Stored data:
____________________

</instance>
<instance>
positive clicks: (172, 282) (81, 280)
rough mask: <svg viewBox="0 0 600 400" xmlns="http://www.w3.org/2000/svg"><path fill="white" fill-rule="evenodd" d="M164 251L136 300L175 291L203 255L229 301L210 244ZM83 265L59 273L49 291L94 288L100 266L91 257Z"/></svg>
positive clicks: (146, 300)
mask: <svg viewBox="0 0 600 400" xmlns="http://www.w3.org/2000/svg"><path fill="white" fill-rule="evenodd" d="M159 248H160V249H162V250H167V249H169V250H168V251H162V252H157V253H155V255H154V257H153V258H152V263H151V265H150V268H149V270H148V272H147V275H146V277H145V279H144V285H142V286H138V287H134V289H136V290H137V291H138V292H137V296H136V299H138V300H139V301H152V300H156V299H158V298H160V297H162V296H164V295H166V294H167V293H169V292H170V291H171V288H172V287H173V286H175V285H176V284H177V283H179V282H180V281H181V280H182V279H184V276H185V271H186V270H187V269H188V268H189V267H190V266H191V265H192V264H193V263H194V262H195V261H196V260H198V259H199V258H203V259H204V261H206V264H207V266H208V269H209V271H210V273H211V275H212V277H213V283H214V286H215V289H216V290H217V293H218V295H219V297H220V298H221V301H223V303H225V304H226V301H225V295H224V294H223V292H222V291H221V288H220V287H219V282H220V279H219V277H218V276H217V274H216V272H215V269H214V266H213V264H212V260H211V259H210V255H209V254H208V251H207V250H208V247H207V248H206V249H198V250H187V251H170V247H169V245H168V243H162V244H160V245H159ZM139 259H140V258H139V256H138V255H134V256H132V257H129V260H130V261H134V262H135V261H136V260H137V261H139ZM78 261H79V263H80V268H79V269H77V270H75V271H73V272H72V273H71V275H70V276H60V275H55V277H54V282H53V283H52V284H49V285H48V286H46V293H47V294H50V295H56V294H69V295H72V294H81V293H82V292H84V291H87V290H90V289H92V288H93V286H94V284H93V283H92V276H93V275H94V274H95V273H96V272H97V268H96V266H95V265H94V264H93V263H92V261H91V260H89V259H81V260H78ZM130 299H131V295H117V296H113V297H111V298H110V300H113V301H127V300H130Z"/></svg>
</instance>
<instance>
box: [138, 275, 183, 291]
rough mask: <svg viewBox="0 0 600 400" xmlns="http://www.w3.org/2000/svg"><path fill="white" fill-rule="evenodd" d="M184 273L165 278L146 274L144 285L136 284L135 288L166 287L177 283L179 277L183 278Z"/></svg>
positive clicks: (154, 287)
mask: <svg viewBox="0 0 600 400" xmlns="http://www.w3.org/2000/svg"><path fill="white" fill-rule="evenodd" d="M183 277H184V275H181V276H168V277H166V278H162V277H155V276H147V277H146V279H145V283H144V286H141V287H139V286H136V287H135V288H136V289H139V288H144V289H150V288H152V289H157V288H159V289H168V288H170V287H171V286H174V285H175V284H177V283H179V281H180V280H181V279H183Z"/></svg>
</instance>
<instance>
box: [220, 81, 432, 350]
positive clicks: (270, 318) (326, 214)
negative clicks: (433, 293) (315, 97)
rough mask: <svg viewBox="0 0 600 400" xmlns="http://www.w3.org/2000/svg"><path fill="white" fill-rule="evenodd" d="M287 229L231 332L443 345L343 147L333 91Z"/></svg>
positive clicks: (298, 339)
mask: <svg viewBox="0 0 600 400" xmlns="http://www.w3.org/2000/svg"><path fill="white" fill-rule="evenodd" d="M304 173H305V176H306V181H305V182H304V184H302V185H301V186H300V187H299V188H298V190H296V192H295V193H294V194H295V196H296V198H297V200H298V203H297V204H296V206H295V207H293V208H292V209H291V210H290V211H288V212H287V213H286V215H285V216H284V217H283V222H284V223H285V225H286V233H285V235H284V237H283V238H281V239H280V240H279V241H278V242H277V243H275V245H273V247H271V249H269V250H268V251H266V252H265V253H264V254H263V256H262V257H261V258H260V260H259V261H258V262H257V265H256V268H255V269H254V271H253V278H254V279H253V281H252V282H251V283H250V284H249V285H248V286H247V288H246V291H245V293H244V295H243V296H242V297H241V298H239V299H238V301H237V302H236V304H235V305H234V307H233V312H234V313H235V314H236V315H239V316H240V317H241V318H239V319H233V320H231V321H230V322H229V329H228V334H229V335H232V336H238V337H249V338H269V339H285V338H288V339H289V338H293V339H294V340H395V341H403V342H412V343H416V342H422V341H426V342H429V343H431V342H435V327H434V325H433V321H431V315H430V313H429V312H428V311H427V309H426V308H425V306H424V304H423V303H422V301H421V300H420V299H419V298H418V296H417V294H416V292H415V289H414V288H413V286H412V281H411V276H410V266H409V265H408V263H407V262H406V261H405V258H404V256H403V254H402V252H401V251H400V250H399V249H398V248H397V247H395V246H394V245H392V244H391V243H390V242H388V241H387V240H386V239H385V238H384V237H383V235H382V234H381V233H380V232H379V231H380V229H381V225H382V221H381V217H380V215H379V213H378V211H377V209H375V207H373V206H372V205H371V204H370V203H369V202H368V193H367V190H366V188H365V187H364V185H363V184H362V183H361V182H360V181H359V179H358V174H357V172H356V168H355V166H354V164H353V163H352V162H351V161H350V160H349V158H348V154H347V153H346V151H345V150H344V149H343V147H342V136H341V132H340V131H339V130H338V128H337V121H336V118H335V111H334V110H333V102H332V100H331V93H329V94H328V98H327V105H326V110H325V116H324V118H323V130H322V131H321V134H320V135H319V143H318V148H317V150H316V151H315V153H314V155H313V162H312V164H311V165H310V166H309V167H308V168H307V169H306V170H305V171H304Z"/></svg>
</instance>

____________________

PROBLEM STATEMENT |
Rewrite all the entries above, changing every "rough mask" to "coarse mask" and leaving everything else unchanged.

RESULT |
</instance>
<instance>
positive clicks: (172, 282) (81, 280)
coarse mask: <svg viewBox="0 0 600 400" xmlns="http://www.w3.org/2000/svg"><path fill="white" fill-rule="evenodd" d="M164 251L136 300L175 291L203 255L229 301L210 244ZM83 265L59 273L49 291L94 288L100 266L91 257Z"/></svg>
positive clicks: (146, 300)
mask: <svg viewBox="0 0 600 400" xmlns="http://www.w3.org/2000/svg"><path fill="white" fill-rule="evenodd" d="M159 248H160V249H162V250H167V249H169V250H168V251H162V252H157V253H155V255H154V257H153V258H152V263H151V265H150V268H149V270H148V272H147V275H146V277H145V279H144V285H142V286H138V287H134V289H136V290H137V291H138V292H137V296H136V299H138V300H139V301H152V300H156V299H158V298H160V297H162V296H164V295H166V294H167V293H169V292H170V291H171V288H172V287H173V286H175V285H176V284H177V283H179V282H180V281H181V280H182V279H184V276H185V271H186V270H187V269H188V268H189V267H190V266H191V265H192V264H193V263H194V262H195V261H196V260H198V259H199V258H203V259H204V261H206V264H207V266H208V269H209V271H210V273H211V275H212V277H213V283H214V286H215V289H216V290H217V293H218V295H219V297H220V298H221V301H223V303H225V304H226V301H225V295H224V294H223V292H222V291H221V288H220V287H219V282H220V279H219V277H218V276H217V274H216V272H215V269H214V266H213V264H212V260H211V259H210V255H209V254H208V251H207V250H208V247H207V248H206V249H198V250H187V251H170V247H169V245H168V243H162V244H160V245H159ZM139 259H140V258H139V256H138V255H134V256H132V257H129V260H130V261H134V262H135V261H136V260H137V261H139ZM78 261H79V263H80V268H79V269H77V270H75V271H73V272H72V273H71V275H70V276H60V275H55V277H54V282H53V283H52V284H49V285H48V286H46V293H47V294H50V295H56V294H69V295H72V294H81V293H82V292H84V291H87V290H90V289H92V288H93V286H94V284H93V283H92V276H93V275H94V274H95V273H96V272H97V268H96V266H95V265H94V264H93V263H92V261H91V260H89V259H81V260H78ZM130 299H131V295H117V296H113V297H111V298H110V300H113V301H127V300H130Z"/></svg>
</instance>
<instance>
box: [138, 275, 183, 291]
coarse mask: <svg viewBox="0 0 600 400" xmlns="http://www.w3.org/2000/svg"><path fill="white" fill-rule="evenodd" d="M184 273L165 278L146 274L144 285L136 284L135 288L166 287L177 283L179 277L183 278Z"/></svg>
positive clicks: (154, 287)
mask: <svg viewBox="0 0 600 400" xmlns="http://www.w3.org/2000/svg"><path fill="white" fill-rule="evenodd" d="M183 277H184V275H181V276H168V277H166V278H162V277H155V276H147V277H146V279H145V283H144V286H141V287H139V286H136V287H135V288H136V289H139V288H144V289H150V288H152V289H157V288H159V289H168V288H170V287H171V286H174V285H175V284H177V283H179V281H180V280H181V279H183Z"/></svg>
</instance>
<instance>
box: [220, 81, 432, 350]
positive clicks: (270, 318) (326, 214)
negative clicks: (433, 293) (315, 97)
coarse mask: <svg viewBox="0 0 600 400" xmlns="http://www.w3.org/2000/svg"><path fill="white" fill-rule="evenodd" d="M287 229L231 332L443 345L343 147L333 91Z"/></svg>
positive clicks: (298, 339)
mask: <svg viewBox="0 0 600 400" xmlns="http://www.w3.org/2000/svg"><path fill="white" fill-rule="evenodd" d="M304 173H305V176H306V181H305V182H304V184H302V185H301V186H300V187H299V188H298V190H296V192H295V193H294V194H295V196H296V198H297V200H298V203H297V204H296V206H295V207H293V208H292V209H291V210H290V211H288V212H287V213H286V215H285V216H284V217H283V222H284V223H285V225H286V233H285V235H284V237H283V238H281V239H280V240H279V241H278V242H277V243H275V245H273V247H271V249H269V250H268V251H266V252H265V253H264V254H263V256H262V257H261V258H260V260H259V261H258V262H257V265H256V268H255V269H254V271H253V278H254V279H253V281H252V282H251V283H250V284H249V285H248V286H247V288H246V291H245V293H244V295H243V296H242V297H241V298H239V299H238V301H237V302H236V304H235V305H234V307H233V312H234V313H235V314H236V315H239V316H240V317H241V318H239V319H233V320H231V321H230V322H229V329H228V334H229V335H232V336H238V337H249V338H269V339H285V338H288V339H289V338H293V339H294V340H395V341H403V342H412V343H416V342H422V341H426V342H429V343H431V342H435V327H434V325H433V321H431V315H430V313H429V312H428V311H427V309H426V308H425V306H424V304H423V303H422V301H421V300H420V299H419V298H418V296H417V294H416V292H415V289H414V288H413V286H412V281H411V276H410V266H409V265H408V263H407V262H406V261H405V258H404V256H403V254H402V252H401V251H400V250H399V249H398V248H397V247H395V246H394V245H392V244H391V243H390V242H388V241H387V240H386V239H385V238H384V237H383V235H382V234H381V233H380V232H379V231H380V229H381V225H382V221H381V217H380V215H379V213H378V211H377V209H375V207H373V206H372V205H371V204H370V203H369V202H368V193H367V190H366V188H365V187H364V185H363V184H362V183H361V182H360V181H359V179H358V174H357V172H356V168H355V166H354V164H353V163H352V162H351V161H350V160H349V158H348V154H347V153H346V151H345V150H344V149H343V147H342V136H341V132H340V131H339V130H338V128H337V121H336V118H335V111H334V110H333V102H332V100H331V93H329V94H328V98H327V105H326V110H325V116H324V118H323V130H322V131H321V134H320V135H319V143H318V148H317V150H316V151H315V153H314V155H313V162H312V164H311V165H310V166H309V167H308V168H307V169H306V170H305V171H304Z"/></svg>
</instance>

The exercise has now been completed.